Exercise prompt – Can you copy out, word for word, the part of the data below that opens with the line containing "Within the image above, at what position is the white painted" and closes with the line containing "[220,218,485,638]", including both of those lines?

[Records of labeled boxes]

begin

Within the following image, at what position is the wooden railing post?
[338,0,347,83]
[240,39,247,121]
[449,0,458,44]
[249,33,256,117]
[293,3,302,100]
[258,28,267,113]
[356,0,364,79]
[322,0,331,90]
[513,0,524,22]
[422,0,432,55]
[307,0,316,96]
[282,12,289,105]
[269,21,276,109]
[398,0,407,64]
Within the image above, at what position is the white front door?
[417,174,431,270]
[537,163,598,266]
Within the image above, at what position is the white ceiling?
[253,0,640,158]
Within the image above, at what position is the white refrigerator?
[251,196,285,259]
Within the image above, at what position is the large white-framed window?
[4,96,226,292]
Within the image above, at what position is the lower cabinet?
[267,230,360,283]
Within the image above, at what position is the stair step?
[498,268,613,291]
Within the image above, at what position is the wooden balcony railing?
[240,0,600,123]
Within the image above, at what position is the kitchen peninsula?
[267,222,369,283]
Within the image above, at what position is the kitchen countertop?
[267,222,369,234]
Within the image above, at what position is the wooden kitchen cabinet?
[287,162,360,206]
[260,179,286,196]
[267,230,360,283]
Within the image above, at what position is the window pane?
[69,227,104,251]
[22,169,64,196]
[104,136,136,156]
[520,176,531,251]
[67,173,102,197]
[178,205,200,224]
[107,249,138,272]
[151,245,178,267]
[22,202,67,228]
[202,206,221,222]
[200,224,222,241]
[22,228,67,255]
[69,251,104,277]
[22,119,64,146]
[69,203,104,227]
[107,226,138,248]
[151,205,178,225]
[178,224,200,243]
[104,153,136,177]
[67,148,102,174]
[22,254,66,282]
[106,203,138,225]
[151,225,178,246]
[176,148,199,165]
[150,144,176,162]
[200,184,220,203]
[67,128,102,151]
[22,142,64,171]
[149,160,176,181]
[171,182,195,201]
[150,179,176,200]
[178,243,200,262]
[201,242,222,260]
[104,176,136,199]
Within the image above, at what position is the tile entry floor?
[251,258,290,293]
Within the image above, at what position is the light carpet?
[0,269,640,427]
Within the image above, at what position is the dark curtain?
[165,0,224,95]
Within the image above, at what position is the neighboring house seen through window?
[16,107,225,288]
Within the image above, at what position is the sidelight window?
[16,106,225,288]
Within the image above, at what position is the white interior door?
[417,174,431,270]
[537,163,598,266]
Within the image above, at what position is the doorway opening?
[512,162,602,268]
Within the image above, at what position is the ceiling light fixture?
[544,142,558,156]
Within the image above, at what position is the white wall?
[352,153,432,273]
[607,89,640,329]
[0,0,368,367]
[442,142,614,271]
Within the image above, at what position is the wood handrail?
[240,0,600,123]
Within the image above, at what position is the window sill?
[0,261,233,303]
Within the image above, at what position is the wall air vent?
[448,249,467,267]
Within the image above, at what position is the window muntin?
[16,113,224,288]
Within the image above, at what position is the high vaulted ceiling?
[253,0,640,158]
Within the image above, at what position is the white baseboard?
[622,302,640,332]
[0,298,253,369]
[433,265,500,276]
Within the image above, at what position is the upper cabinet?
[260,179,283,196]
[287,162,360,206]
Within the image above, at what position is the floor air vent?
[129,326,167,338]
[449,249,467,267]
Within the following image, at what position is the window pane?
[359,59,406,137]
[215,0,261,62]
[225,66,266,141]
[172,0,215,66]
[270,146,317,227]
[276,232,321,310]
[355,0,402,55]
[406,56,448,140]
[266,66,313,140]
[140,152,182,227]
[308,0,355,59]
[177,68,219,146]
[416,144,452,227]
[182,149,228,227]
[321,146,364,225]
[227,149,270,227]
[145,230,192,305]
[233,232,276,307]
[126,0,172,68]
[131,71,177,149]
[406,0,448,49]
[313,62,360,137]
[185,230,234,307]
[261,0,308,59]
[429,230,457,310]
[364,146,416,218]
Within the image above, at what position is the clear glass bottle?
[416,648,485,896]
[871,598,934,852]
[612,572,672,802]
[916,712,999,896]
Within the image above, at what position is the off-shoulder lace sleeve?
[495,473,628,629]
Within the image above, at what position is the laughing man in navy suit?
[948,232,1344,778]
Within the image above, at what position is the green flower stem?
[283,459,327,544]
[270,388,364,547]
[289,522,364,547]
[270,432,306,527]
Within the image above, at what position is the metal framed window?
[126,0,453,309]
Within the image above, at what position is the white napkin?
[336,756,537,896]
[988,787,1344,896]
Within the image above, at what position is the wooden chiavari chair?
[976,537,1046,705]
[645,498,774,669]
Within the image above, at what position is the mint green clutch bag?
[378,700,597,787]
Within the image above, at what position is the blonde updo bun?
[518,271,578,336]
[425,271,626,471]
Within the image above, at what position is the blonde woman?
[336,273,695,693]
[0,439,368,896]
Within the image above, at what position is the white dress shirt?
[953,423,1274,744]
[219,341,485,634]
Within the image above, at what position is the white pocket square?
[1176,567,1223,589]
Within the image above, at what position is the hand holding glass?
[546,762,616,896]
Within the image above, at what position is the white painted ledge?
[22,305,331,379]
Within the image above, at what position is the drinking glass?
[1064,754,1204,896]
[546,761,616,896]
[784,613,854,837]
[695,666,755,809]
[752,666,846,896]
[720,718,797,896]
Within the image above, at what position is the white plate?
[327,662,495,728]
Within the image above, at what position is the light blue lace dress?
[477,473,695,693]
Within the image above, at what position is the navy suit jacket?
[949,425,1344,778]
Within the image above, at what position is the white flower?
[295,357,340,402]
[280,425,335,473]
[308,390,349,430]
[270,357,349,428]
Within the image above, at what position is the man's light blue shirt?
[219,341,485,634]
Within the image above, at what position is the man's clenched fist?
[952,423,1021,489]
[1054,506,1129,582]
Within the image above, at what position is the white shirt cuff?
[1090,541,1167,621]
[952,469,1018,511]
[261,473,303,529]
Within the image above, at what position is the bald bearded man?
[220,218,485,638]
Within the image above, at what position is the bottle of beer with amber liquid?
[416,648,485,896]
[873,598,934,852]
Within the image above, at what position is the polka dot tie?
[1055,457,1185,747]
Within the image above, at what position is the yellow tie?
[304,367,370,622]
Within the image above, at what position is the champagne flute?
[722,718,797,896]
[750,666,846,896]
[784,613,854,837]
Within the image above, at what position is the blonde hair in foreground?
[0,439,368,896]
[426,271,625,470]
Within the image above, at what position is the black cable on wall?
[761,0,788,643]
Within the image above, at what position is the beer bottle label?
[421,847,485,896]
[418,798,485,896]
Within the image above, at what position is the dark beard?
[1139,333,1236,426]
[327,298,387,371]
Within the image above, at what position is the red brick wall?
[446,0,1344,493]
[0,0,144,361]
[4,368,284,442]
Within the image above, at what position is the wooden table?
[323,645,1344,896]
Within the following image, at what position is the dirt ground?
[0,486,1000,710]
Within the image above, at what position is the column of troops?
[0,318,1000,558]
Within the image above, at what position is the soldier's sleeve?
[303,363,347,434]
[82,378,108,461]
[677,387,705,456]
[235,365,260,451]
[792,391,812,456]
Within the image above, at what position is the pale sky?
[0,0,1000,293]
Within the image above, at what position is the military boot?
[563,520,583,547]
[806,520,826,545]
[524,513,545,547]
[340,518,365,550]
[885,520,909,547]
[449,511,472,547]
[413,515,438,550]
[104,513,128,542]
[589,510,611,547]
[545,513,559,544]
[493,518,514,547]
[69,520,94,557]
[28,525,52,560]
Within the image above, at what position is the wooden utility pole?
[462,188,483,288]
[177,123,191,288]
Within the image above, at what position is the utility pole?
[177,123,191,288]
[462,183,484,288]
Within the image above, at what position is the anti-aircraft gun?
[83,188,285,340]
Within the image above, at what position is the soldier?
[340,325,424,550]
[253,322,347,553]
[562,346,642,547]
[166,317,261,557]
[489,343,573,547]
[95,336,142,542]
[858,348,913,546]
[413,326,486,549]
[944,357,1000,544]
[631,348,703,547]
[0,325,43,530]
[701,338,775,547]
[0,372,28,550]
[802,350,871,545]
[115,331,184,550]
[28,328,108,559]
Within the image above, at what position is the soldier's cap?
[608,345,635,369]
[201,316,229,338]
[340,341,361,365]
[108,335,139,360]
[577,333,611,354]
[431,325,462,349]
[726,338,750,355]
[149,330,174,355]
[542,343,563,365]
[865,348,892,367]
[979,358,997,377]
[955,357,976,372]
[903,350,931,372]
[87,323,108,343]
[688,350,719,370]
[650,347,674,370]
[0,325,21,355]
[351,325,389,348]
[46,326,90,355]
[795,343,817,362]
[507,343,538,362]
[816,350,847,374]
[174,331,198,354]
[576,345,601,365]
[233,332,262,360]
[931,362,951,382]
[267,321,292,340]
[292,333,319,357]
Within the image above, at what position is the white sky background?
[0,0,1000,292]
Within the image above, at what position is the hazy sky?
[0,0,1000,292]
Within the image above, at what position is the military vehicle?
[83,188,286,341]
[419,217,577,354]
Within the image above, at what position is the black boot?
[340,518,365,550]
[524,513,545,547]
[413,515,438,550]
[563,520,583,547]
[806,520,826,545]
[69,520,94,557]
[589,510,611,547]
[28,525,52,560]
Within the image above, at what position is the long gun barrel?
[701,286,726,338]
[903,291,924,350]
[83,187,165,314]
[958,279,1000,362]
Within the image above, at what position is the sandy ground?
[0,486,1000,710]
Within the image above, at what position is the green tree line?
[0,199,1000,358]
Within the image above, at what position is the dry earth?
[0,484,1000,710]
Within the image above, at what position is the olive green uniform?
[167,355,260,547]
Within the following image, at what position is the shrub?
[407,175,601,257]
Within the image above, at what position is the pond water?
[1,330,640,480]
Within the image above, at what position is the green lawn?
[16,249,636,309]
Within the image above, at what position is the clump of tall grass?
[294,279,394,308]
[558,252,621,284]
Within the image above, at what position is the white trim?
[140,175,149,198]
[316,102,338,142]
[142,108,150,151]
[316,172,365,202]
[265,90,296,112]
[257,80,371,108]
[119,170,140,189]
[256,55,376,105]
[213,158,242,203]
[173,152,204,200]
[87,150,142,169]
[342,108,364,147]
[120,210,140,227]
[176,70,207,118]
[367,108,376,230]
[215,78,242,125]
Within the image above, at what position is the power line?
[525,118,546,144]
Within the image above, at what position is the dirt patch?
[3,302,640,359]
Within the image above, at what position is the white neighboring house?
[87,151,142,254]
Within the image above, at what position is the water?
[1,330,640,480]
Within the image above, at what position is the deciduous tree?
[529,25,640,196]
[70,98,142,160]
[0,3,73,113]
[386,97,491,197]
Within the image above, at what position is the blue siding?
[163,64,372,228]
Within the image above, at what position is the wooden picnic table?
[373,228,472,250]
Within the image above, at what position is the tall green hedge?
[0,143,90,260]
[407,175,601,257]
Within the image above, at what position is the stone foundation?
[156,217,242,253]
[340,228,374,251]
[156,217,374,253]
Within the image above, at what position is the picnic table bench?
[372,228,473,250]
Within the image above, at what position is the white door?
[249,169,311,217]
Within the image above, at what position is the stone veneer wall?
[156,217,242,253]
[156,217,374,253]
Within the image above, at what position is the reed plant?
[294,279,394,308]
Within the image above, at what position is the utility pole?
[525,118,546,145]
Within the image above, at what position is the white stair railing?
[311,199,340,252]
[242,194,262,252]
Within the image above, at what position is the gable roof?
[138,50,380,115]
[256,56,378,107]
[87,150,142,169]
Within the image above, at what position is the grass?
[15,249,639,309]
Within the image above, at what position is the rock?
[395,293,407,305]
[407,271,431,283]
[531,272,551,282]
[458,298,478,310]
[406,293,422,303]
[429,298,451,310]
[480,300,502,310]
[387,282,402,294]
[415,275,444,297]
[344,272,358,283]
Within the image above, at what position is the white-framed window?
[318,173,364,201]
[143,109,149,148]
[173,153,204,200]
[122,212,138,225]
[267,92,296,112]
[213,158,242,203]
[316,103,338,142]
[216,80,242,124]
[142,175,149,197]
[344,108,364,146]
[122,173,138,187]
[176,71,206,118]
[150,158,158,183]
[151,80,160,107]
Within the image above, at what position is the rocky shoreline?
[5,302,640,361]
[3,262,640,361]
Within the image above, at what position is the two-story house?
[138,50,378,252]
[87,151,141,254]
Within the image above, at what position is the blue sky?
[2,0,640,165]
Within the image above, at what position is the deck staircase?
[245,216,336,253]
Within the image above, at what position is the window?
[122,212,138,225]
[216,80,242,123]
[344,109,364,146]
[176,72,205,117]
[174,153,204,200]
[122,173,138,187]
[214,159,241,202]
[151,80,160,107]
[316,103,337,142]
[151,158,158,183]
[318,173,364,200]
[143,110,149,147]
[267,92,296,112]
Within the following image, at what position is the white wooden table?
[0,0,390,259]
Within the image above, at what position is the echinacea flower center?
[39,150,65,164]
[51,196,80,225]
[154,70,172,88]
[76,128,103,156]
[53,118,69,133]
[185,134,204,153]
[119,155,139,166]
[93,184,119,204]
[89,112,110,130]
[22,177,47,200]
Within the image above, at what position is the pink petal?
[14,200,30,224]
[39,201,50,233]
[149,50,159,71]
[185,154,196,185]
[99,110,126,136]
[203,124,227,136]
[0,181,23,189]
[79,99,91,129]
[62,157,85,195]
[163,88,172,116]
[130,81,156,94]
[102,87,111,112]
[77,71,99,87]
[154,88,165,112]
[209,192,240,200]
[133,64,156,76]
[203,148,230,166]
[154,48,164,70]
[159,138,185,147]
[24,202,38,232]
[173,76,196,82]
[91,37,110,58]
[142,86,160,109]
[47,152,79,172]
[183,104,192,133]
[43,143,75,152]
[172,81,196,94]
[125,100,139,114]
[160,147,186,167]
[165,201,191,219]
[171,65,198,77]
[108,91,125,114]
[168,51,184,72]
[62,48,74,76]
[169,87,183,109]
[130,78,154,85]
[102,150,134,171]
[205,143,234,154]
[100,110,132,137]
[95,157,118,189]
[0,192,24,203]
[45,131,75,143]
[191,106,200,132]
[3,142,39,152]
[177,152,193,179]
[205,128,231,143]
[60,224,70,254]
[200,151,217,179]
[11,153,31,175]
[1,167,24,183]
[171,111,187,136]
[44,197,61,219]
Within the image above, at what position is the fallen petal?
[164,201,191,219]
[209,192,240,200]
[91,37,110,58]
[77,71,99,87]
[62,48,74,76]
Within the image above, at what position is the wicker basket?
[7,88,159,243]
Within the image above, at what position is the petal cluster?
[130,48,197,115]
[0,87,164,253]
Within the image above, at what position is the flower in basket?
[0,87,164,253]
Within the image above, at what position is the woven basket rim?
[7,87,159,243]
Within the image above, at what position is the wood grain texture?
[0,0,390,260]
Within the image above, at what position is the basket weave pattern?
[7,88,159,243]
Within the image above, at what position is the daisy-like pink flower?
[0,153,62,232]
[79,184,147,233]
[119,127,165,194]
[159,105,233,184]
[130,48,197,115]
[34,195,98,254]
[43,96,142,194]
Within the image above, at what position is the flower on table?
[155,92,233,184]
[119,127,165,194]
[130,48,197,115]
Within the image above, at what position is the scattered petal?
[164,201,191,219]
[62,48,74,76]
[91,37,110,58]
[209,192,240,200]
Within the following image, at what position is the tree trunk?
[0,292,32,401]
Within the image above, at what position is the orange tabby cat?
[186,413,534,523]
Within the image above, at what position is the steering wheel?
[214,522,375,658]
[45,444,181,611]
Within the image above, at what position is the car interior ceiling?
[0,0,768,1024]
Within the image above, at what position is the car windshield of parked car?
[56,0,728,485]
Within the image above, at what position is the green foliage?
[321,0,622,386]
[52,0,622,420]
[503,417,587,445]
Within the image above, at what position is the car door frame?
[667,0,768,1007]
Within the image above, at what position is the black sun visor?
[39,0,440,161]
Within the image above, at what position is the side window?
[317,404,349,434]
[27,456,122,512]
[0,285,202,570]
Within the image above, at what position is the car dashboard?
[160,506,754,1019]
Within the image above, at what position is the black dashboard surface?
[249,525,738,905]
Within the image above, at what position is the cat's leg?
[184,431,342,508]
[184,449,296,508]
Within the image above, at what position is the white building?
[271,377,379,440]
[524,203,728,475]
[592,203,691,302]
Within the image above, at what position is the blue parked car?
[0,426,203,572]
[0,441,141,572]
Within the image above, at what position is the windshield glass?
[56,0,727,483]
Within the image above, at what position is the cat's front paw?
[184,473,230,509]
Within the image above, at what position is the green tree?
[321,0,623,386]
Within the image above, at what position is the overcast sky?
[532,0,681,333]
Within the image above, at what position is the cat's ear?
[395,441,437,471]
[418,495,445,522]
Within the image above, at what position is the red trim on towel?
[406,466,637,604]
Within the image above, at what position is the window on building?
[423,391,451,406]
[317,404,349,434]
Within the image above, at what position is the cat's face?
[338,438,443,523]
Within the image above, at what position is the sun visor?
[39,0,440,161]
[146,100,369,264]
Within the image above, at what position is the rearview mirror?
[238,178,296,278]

end

Response to the task –
Within the image above, at what position is the white painted ledge?
[22,305,331,379]
Within the image above, at what position is the drinking glass?
[1064,754,1204,896]
[546,761,616,896]
[784,613,854,837]
[695,666,755,809]
[752,666,846,896]
[720,718,797,896]
Within the image above, at what position is the white plate?
[327,662,495,728]
Within the image above, at what position is the light blue lace dress?
[477,473,695,693]
Within the image above, at what position is the navy suit jacket?
[949,425,1344,778]
Within the image above, at what position is the white flower?
[295,357,340,402]
[280,425,335,473]
[308,390,349,430]
[270,357,349,428]
Within the image above, at what position is the man's light blue shirt?
[219,341,485,634]
Within the image above, at what position is the man's clenched fist?
[952,423,1021,489]
[1054,506,1129,582]
Within the image above, at what position is the white shirt cuff?
[1090,541,1167,621]
[952,469,1018,511]
[261,473,303,529]
Within the image above, at what position is the bald bearded man?
[220,218,485,638]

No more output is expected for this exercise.